■ Probeer het zelf
Stel voor elke bewering vast of die overeenkomt met de tekst over het kort geding, en antwoord met ja of nee plus de doorslaggevende woorden uit de tekst als letterlijk citaat. 1. De voorzieningenrechter wijst de eisen van het bedrijf gedeeltelijk toe. 2. Het thuiszorgbedrijf ontving ruim drie weken voor de uitzending een vragenlijst. 3. Het thuiszorgbedrijf heeft zijn visie voor de camera toegelicht.

■ Tekstfragment
────────────────

KRO-NCRV en Follow the Money hebben onderzoek gedaan naar bedrijven in de zorgsector en willen hier in de week van 24 juni in artikelen, een tv- en een radio-uitzending over publiceren. Eén van de bedrijven die in de uitzending kritisch besproken wordt, een thuiszorgbedrijf, probeert deze publicaties te voorkomen en start een kort geding tegen KRO-NCRV en Follow the Money. De voorzieningenrechter wijst de eisen van het bedrijf echter integraal af.
Omdat het gaat om het voorkomen van publicaties bevestigt de voorzieningenrechter dat het censuurverbod als uitgangspunt geldt: “men mag publiceren –of op radio of televisie uitzenden- wat men wil zonder voorafgaande toestemming (van de rechter)”. Dit toetsingskader geldt, naar oordeel van de voorzieningenrechter, ook voor een vordering waarmee beoogd wordt “specifieke elementen” van de voorgenomen publicaties te voorkomen. Er kan slechts “bij hoge uitzondering” voorafgaand aan publicatie worden ingegrepen.
De voorzieningenrechter stelt vast dat het om een onderwerp van “grote maatschappelijke relevantie” gaat, namelijk de winstmarges in de (thuis)zorg. Daarbij acht zij verder van belang dat het gaat om een “zakelijke kwestie” en dat voorshands geoordeeld kan worden dat er voldoende steun in de feiten bestaat voor de te publiceren informatie.
Het bedrijf had verder betoogd dat de publicaties haar onherstelbare schade zouden toebrengen. De voorzieningenrechter oordeelt dat dit onvoldoende onderbouwd is: “De financiële schade die [eiseressen] vrezen [is] niet nader onderbouwd”.
Daarbij weegt de voorzieningenrechter mee dat de geboden mogelijkheid tot wederhoor adequaat is geweest. Ruim drie weken voor de uitzending ontving het thuiszorgbedrijf een uitgebreide vragenlijst en “het was niet noodzakelijk, en het kan, gelet op de journalistieke bronnenbescherming ook niet worden verlangd, dat bij die vragenlijst al het onderliggend bronmateriaal werd overgelegd”. Daarnaast is de reactie van het thuiszorgbedrijf in de publicaties opgenomen waardoor haar standpunt voor het publiek voldoende duidelijk wordt. Ook oordeelt de voorzieningenrechter: “Bovendien heeft [eiser] zélf afgezien van de haar geboden mogelijkheid om haar visie voor de camera duidelijk te maken”.
De voorzieningenrechter oordeelt dat niet aannemelijk is geworden dat er sprake is van “zeer bijzondere omstandigheden die tot een preventief ingrijpen als gevorderd zouden kunnen leiden” en wijst de vorderingen af.
Subsidiair had het thuiszorgbedrijf geëist dat de naam van de bestuurder van het bedrijf (die ook in de bedrijfsnaam is verwerkt) niet genoemd zou mogen worden. Daarover oordeelt de voorzieningenrechter dat “tot de voorlichtende functie van KRO-NCRV en FTM [behoort] in het kader van de berichtgeving dat zo concreet en controleerbaar mogelijk wordt aangegeven om welke onderneming het gaat. Dat belang weegt zwaarder dan het belang van [eiser] bij anonimiteit”.
De publicaties zijn kort na het vonnis verschenen en zijn terug te kijken, te luisteren en te lezen.
KRO-NCRV werd in deze procedure bijgestaan door Christien Wildeman en Emiel Jurjens.

────────────────

■ Gegevensdeel

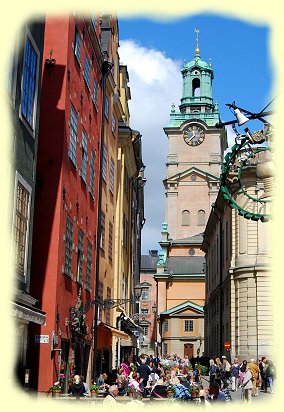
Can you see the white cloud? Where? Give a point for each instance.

────────────────

■ Uitwerking opdracht
1. Nee: "De voorzieningenrechter wijst de eisen van het bedrijf echter integraal af."
2. Ja: "Ruim drie weken voor de uitzending ontving het thuiszorgbedrijf een uitgebreide vragenlijst"
3. Nee: "zélf afgezien van de haar geboden mogelijkheid om haar visie voor de camera duidelijk te maken"